→ Task goal: Each record needs to be echoed exactly; can you do that?

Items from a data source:

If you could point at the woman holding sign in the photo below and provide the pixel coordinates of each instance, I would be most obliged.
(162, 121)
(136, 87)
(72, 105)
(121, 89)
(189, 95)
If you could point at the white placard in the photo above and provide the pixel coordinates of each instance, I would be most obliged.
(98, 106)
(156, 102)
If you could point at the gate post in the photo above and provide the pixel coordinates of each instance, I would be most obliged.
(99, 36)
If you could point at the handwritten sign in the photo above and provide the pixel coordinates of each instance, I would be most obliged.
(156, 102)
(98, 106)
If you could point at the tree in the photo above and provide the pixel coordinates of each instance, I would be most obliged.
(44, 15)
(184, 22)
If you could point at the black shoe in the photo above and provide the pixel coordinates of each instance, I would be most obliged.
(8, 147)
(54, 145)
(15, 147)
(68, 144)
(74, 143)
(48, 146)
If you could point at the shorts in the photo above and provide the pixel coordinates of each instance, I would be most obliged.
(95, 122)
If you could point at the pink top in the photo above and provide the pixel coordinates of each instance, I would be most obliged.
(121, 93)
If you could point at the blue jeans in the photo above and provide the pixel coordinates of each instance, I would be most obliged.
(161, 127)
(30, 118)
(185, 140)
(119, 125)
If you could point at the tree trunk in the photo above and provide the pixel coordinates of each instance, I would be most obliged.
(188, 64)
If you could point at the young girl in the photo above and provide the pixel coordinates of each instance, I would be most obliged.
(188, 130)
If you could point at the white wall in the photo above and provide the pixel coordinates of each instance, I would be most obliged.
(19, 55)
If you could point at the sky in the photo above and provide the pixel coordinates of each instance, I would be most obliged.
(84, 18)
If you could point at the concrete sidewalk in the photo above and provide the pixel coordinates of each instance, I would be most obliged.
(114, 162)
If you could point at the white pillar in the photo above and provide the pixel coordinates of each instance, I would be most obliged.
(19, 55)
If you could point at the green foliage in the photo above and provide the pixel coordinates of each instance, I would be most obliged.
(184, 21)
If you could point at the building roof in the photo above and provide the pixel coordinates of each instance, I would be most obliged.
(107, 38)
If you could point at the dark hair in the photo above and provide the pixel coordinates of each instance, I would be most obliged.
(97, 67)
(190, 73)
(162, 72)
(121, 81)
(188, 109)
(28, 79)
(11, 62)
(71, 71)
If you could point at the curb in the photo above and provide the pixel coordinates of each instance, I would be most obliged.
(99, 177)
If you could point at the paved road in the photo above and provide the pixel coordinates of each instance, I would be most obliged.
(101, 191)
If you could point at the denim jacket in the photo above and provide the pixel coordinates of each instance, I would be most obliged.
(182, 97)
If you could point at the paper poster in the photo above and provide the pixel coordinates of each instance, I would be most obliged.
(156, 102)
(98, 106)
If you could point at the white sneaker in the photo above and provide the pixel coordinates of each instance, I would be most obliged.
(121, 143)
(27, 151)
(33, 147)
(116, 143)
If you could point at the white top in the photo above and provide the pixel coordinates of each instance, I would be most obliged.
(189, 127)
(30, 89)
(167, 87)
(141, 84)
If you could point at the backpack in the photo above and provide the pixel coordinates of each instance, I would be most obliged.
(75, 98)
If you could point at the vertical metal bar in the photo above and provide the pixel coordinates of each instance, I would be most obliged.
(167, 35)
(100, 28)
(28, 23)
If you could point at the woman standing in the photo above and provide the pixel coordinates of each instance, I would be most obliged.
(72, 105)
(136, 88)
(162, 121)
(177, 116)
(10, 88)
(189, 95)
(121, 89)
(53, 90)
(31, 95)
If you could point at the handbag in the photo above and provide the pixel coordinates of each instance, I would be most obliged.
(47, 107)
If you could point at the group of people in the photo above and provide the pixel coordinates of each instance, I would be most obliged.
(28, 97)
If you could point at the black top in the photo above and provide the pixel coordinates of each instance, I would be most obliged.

→ Response to this exercise:
If you could point at the woman holding sign in the photo below and provide the pixel coordinates of each instance, I would be most obliged.
(162, 121)
(136, 87)
(72, 105)
(121, 89)
(189, 95)
If you could point at the white placard in the photo above and provide the pixel coordinates of each instance, I would be most obliged.
(98, 106)
(156, 102)
If you could point at the gate post in the photo above and provide the pixel coordinates of each instance, I would be most obliged.
(99, 36)
If you could point at the handwritten sign in the photo above and provide the pixel coordinates of each instance, I would be most obliged.
(156, 102)
(98, 106)
If you could point at the tree in the photo above and provide the pixel coordinates of each instance, I would be most obliged.
(44, 15)
(184, 22)
If you could point at the black shoe in the photo above and provide the pixel coordinates of each instance, I would be most obliged.
(8, 147)
(54, 145)
(15, 147)
(68, 144)
(74, 143)
(48, 146)
If you could point at the shorts in the photo above and provide the pixel coordinates of each instance, I would be most obliged.
(95, 122)
If you could point at the pink top in the photo above and provide the pixel coordinates of each instance, I would be most obliged.
(121, 93)
If you could point at the blue jeans in the photo above and provide the pixel coordinates of each instance, I would be most obliged.
(161, 127)
(30, 118)
(185, 140)
(119, 125)
If you could point at the tree trunk in the photo above and provide the pixel coordinates of each instance, I would be most obliged.
(188, 64)
If you could point at the young girl in the photo above and provide the pixel coordinates of each instance, I would be most obliged.
(188, 130)
If you could point at the white wall in the photo above and provide the pixel coordinates of each instance, I would be most obliged.
(19, 55)
If you could point at the sky in the photo above and provide the pixel coordinates of each instance, I would be most obliged.
(84, 18)
If you could point at the concrete sidewalk in the photo above and provide the pixel coordinates of each instance, I would be most obliged.
(114, 162)
If you could point at the white pillar in the photo above and provide the pixel coordinates of each instance, I would be most obliged.
(19, 55)
If you could point at the green foliage in the photo above and provide the pixel coordinates of each instance, I would be most obliged.
(184, 21)
If you could point at the building roof in the photo above and provide the pixel coordinates of each instance, I would be most obliged.
(107, 38)
If you could point at the dark hair in the photo above and provide the pixel coordinates of each instance, I would be most obliged.
(97, 67)
(190, 73)
(162, 72)
(121, 81)
(188, 109)
(28, 79)
(11, 62)
(71, 71)
If you could point at the curb in the photo above and provide the pixel coordinates of each instance, I would be most obliged.
(99, 177)
If you could point at the paved road in the photo above and provide the pixel coordinates of each instance, I would be most obliged.
(101, 191)
If you could point at the denim jacket in the photo above and provide the pixel coordinates of each instance, I would be most obliged.
(182, 97)
If you could point at the paper poster in the photo above and provide the pixel coordinates of each instance, I would be most obliged.
(156, 102)
(98, 106)
If you could point at the white sneaker in the photo above and provide the pixel coordinates of each instance, I would be most obliged.
(121, 143)
(27, 151)
(33, 147)
(116, 143)
If you could point at the white top in the photo above and provide the pixel coordinates of each instance, I would be most obliged.
(189, 127)
(30, 89)
(167, 87)
(141, 84)
If you could point at the backpack in the photo above and provide the pixel coordinates of each instance, I would be most obliged.
(75, 98)
If you could point at the vertical metal bar in the photo above and provide the pixel coordinates of each instance, I would be most obliged.
(167, 35)
(100, 28)
(28, 23)
If you could point at the woman standing in the photo above and provide the pixel coordinates of each instance, I would be most obliged.
(72, 105)
(136, 88)
(162, 121)
(177, 116)
(10, 88)
(189, 95)
(121, 89)
(53, 90)
(31, 95)
If you could point at the handbag in the photo above and provide the pixel coordinates of each instance, I would be most obliged.
(47, 107)
If you could point at the group of people in the photo above and provide the pixel coordinates of each instance, I would be most obliged.
(28, 97)
If you could point at the black top in the photo above and provide the pixel coordinates of each instance, I would be most obliged.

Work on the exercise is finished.